EXERCISE PROMPT –
Lines from the one containing "the red brick" through the last line of the records below are to be repeated exactly.

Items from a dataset
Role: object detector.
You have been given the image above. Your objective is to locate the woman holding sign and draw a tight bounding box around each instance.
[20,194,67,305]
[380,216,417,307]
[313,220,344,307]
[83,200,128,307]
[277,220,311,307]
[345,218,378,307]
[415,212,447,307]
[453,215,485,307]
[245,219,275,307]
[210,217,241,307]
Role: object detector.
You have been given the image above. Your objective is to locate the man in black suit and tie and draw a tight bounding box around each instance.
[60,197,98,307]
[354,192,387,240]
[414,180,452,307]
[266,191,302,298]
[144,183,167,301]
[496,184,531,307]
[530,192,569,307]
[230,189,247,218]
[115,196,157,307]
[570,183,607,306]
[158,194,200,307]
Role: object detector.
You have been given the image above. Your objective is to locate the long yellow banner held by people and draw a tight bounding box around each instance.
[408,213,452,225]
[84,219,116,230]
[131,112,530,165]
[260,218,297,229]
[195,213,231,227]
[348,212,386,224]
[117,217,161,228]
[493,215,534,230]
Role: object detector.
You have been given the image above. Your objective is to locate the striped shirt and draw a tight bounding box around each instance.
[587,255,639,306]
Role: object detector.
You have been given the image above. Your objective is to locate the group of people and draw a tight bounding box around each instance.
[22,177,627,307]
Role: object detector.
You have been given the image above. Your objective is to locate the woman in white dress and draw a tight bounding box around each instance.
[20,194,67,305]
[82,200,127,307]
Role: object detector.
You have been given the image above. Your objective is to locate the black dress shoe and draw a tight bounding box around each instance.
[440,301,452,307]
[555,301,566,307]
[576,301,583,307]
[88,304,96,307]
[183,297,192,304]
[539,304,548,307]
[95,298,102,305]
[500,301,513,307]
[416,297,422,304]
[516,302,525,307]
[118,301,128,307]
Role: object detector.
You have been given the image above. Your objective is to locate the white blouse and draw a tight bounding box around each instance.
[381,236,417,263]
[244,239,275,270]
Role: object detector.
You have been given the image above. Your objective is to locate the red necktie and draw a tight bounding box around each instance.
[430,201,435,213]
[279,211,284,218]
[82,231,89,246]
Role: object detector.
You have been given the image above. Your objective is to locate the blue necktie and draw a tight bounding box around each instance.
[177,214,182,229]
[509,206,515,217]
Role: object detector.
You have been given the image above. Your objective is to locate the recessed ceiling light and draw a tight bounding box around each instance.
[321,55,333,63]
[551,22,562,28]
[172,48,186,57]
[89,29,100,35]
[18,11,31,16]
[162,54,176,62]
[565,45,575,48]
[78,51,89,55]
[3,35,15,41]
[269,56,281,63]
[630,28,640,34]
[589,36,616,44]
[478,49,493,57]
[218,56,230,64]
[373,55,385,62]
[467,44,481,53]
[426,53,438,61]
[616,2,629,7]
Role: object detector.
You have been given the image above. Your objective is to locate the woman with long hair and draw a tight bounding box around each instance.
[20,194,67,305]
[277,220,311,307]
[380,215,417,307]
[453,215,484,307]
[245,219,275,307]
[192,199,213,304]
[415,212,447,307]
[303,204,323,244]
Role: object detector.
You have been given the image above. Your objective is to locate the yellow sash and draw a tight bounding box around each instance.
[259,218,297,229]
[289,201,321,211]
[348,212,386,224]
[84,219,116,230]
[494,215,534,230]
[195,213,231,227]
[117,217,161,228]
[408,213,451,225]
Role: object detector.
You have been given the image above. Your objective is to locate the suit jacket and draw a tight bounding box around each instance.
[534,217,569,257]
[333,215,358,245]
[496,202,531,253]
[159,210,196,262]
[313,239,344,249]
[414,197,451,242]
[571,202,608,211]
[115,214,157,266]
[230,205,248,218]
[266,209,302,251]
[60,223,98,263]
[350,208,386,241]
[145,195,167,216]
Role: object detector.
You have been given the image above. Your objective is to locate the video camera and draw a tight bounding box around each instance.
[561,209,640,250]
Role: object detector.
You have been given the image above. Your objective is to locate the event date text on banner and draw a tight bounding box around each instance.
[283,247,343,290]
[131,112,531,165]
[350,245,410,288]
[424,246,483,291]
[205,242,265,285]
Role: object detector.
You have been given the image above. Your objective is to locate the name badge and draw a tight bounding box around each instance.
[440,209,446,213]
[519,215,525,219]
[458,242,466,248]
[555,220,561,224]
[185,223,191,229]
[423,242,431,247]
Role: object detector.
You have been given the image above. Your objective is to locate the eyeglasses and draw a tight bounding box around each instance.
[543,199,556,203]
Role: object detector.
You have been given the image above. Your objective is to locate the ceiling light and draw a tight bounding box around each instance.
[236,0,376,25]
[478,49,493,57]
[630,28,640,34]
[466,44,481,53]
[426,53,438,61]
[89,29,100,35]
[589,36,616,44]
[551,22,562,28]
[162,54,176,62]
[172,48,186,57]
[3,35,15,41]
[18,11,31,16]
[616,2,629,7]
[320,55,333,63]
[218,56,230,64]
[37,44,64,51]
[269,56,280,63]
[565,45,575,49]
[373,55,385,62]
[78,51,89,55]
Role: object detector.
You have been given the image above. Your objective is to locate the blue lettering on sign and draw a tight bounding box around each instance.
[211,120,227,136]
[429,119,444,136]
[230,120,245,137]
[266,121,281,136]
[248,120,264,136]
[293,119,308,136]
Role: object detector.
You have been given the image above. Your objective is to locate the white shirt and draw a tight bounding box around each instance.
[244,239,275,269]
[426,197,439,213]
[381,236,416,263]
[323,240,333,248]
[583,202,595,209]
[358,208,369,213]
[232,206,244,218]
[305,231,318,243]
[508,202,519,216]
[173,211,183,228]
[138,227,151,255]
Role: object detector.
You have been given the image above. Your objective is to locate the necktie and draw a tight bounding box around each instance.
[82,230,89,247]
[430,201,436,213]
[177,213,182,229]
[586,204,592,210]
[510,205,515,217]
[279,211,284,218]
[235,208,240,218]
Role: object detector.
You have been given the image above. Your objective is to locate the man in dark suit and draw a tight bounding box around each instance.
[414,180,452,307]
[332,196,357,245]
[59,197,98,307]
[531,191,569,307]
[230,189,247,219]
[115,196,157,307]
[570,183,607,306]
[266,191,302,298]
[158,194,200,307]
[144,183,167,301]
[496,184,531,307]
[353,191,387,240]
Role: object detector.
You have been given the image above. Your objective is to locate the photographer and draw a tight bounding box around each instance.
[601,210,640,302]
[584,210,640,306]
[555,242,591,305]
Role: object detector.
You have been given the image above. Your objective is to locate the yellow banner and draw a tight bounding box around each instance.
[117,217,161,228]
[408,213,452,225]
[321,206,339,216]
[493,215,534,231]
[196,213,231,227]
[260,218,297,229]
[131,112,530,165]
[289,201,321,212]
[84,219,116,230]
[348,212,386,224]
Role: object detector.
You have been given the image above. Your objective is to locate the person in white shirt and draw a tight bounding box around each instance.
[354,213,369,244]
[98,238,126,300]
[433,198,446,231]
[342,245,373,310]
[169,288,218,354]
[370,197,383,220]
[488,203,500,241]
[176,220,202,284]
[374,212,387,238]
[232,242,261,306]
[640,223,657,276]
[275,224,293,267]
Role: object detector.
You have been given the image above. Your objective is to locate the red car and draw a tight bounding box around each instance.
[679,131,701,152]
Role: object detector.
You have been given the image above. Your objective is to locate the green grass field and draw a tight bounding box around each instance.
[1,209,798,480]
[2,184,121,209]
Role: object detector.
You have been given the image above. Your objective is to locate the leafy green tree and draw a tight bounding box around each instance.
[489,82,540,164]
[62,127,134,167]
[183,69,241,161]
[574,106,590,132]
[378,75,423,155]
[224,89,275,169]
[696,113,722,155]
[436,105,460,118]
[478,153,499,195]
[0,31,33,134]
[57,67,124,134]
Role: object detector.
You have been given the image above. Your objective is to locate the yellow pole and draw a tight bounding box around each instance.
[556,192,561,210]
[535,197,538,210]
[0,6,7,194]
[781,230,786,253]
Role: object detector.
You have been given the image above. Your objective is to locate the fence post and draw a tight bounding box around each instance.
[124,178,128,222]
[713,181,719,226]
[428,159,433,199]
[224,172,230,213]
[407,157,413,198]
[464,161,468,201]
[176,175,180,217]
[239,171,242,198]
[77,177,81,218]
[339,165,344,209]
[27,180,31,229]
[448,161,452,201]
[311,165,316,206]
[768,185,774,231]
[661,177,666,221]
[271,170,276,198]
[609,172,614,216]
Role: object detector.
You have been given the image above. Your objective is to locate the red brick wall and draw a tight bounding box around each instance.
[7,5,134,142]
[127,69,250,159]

OUTPUT BELOW –
You have been given the image above. Your objective is to locate the red brick wall and draw a tight bounding box around each instance.
[7,5,134,142]
[127,69,250,159]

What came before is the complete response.